## YOUR GOAL
Repeat exactly the lines from the start of the records below through the line that contains "Sample output: [[843, 687]]", including both.

Content starts

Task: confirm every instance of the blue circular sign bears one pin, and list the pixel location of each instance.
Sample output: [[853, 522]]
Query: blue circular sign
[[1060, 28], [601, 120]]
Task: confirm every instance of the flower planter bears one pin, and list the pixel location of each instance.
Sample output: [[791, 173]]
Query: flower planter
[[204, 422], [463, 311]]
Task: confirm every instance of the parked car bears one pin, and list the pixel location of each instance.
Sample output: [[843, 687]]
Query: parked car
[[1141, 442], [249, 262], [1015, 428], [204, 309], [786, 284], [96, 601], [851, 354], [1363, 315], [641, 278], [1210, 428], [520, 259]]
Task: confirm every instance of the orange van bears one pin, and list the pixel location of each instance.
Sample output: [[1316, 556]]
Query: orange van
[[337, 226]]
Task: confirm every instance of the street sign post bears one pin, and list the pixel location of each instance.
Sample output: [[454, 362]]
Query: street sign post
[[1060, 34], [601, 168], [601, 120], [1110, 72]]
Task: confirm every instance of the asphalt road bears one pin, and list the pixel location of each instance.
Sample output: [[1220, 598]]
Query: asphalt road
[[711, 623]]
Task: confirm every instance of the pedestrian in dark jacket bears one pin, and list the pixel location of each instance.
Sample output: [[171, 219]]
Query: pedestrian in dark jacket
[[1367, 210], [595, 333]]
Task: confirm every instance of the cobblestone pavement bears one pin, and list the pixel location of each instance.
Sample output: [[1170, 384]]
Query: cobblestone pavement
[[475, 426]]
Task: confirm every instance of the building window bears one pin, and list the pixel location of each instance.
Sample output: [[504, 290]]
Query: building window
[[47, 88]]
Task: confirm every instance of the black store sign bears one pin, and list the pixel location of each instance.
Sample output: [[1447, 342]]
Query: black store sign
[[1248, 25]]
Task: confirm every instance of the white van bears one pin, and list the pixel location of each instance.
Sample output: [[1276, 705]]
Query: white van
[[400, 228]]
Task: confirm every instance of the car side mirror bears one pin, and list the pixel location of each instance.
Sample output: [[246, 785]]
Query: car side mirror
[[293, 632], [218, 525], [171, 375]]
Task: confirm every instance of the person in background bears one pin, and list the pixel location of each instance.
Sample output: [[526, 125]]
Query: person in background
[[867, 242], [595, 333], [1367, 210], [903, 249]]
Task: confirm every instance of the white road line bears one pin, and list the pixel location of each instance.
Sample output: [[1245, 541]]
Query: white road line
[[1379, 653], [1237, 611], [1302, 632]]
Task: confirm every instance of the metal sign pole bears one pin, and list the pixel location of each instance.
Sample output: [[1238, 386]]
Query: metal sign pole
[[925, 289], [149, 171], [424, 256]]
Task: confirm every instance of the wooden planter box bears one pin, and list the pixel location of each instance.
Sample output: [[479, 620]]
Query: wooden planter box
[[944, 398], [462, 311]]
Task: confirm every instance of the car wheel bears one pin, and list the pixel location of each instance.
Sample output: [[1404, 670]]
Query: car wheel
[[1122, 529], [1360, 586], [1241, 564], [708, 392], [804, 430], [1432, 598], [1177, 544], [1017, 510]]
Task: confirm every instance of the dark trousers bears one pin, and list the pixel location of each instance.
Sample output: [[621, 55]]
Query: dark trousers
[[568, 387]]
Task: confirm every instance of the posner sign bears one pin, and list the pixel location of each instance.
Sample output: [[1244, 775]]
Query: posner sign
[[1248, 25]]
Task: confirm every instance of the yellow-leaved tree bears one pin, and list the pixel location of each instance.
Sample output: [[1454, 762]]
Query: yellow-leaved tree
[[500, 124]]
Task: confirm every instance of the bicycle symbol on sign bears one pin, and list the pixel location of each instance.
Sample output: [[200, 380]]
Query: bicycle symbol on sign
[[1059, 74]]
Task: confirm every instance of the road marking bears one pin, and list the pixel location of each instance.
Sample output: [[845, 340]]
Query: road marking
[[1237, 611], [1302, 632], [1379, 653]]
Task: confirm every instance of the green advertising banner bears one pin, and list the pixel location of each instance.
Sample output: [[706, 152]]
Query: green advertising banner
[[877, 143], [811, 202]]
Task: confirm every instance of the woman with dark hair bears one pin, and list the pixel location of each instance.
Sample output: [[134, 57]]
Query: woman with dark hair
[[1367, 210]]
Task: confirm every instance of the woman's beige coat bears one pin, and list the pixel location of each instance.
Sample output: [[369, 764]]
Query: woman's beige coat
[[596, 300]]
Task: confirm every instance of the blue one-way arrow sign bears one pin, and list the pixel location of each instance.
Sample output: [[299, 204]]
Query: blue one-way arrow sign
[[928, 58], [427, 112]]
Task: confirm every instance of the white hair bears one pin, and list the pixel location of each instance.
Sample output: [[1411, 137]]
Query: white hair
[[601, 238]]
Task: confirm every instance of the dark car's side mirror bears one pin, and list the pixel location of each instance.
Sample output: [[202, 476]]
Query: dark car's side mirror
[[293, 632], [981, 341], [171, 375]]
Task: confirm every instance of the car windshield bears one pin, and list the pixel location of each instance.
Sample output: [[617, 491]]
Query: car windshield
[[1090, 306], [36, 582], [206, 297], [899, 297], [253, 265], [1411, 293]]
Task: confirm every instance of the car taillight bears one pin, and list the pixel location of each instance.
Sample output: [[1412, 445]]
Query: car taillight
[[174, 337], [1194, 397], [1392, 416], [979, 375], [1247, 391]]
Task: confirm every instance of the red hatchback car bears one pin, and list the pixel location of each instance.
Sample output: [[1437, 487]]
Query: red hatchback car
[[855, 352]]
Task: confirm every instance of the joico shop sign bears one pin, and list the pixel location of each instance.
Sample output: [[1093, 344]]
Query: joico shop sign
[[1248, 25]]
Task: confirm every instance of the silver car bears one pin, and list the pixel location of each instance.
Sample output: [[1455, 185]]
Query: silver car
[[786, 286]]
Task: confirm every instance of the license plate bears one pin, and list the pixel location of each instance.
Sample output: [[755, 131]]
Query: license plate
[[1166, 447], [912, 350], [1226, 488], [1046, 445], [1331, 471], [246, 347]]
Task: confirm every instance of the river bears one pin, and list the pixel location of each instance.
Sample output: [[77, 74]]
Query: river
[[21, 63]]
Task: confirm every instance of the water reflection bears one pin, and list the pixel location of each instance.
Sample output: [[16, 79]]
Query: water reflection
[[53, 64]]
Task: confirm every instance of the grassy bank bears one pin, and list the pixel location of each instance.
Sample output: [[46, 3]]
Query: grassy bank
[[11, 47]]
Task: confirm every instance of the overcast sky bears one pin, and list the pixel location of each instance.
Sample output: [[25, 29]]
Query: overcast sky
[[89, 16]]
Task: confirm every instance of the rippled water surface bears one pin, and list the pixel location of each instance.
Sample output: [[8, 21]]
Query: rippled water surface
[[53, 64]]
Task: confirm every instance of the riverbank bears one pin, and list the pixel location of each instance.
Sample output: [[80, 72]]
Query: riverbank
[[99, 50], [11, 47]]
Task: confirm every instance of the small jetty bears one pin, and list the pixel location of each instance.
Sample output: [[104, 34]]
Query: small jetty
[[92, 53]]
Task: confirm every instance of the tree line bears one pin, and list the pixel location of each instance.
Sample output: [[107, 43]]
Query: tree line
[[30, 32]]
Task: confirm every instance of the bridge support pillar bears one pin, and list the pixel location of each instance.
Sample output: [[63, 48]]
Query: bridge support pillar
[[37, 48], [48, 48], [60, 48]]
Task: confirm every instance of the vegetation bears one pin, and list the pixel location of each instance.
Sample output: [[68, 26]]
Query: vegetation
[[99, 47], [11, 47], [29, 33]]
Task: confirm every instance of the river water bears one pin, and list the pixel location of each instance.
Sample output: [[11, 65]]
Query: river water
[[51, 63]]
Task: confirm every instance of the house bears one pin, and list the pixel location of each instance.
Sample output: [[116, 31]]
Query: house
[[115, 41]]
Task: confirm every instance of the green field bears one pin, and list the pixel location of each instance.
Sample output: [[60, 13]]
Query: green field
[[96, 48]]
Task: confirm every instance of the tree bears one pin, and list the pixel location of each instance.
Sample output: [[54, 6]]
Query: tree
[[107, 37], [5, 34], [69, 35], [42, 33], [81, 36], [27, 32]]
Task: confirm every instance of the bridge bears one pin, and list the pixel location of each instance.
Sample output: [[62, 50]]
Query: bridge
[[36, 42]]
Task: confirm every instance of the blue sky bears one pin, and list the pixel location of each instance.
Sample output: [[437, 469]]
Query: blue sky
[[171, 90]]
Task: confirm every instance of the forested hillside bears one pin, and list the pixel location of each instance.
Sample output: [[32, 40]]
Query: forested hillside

Content ends

## ANSWER FOR THIS EXERCISE
Task: confirm every instance of the blue circular sign bears one pin, and list the pixel location of each instance.
Sample output: [[853, 522]]
Query: blue circular sign
[[1060, 28], [601, 120]]
Task: confirm every instance of the flower planter bears one pin, and list the pixel location of each instance.
Sample output: [[791, 173]]
Query: flower planter
[[204, 422], [463, 311]]
Task: confirm every instance of the parked car bears one pin, and list the pixel location of each instance.
Sample output: [[843, 687]]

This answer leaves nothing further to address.